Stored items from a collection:

═══

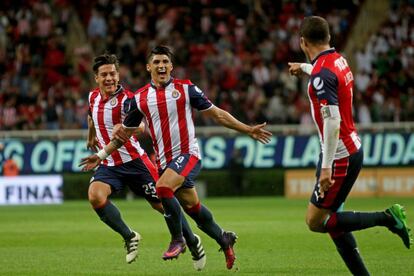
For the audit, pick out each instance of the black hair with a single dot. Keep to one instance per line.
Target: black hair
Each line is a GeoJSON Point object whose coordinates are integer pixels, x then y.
{"type": "Point", "coordinates": [160, 50]}
{"type": "Point", "coordinates": [315, 30]}
{"type": "Point", "coordinates": [105, 59]}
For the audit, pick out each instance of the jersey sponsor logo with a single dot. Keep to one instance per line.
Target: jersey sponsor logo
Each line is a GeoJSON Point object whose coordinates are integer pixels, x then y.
{"type": "Point", "coordinates": [326, 112]}
{"type": "Point", "coordinates": [318, 83]}
{"type": "Point", "coordinates": [323, 102]}
{"type": "Point", "coordinates": [341, 63]}
{"type": "Point", "coordinates": [113, 102]}
{"type": "Point", "coordinates": [179, 161]}
{"type": "Point", "coordinates": [175, 94]}
{"type": "Point", "coordinates": [348, 78]}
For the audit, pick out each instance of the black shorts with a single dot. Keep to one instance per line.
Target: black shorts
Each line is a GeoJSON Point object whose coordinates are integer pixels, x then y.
{"type": "Point", "coordinates": [345, 171]}
{"type": "Point", "coordinates": [135, 174]}
{"type": "Point", "coordinates": [187, 165]}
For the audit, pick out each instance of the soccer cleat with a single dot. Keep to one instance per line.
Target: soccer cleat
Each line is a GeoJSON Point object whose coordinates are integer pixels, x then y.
{"type": "Point", "coordinates": [198, 254]}
{"type": "Point", "coordinates": [176, 248]}
{"type": "Point", "coordinates": [132, 247]}
{"type": "Point", "coordinates": [228, 241]}
{"type": "Point", "coordinates": [400, 228]}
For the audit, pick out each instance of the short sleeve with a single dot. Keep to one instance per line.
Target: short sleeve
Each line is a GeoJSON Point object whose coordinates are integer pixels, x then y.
{"type": "Point", "coordinates": [134, 116]}
{"type": "Point", "coordinates": [325, 85]}
{"type": "Point", "coordinates": [198, 99]}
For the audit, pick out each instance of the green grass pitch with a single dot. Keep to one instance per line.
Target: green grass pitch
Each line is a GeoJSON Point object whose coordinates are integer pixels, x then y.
{"type": "Point", "coordinates": [69, 239]}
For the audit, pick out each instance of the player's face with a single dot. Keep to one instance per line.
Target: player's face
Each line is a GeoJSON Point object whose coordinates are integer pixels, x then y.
{"type": "Point", "coordinates": [107, 78]}
{"type": "Point", "coordinates": [160, 68]}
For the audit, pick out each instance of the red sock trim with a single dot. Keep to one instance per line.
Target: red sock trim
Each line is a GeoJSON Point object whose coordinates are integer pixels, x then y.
{"type": "Point", "coordinates": [101, 205]}
{"type": "Point", "coordinates": [195, 209]}
{"type": "Point", "coordinates": [165, 192]}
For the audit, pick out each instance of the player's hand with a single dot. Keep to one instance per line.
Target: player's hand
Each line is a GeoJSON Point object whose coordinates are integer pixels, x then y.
{"type": "Point", "coordinates": [260, 134]}
{"type": "Point", "coordinates": [325, 181]}
{"type": "Point", "coordinates": [119, 133]}
{"type": "Point", "coordinates": [294, 69]}
{"type": "Point", "coordinates": [92, 145]}
{"type": "Point", "coordinates": [90, 162]}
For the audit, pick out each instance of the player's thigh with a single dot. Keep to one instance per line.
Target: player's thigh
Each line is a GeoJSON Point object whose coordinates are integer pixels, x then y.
{"type": "Point", "coordinates": [188, 197]}
{"type": "Point", "coordinates": [345, 172]}
{"type": "Point", "coordinates": [109, 176]}
{"type": "Point", "coordinates": [140, 180]}
{"type": "Point", "coordinates": [170, 179]}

═══

> GIVEN INSTRUCTION: Only the lines from the one containing "For the audit, pick out each instance of the player's hand" to the end of the records should be repeated, exactly as they appear.

> THE ANSWER:
For the audit, pick out each instance of the player's hand with a single dot. Keep to one instance per line.
Target: player's hand
Each line is a GeoJSON Point object whose coordinates are integer pixels, x then y.
{"type": "Point", "coordinates": [260, 134]}
{"type": "Point", "coordinates": [325, 181]}
{"type": "Point", "coordinates": [119, 133]}
{"type": "Point", "coordinates": [294, 69]}
{"type": "Point", "coordinates": [92, 145]}
{"type": "Point", "coordinates": [90, 162]}
For the audit, pick out each instance of the player's thigh with a single dot. Keep to one instance per line.
Target: player's thigh
Each line is a GeoJSON Point object whose coordinates are integer pixels, x then y.
{"type": "Point", "coordinates": [188, 197]}
{"type": "Point", "coordinates": [345, 172]}
{"type": "Point", "coordinates": [109, 176]}
{"type": "Point", "coordinates": [140, 180]}
{"type": "Point", "coordinates": [170, 179]}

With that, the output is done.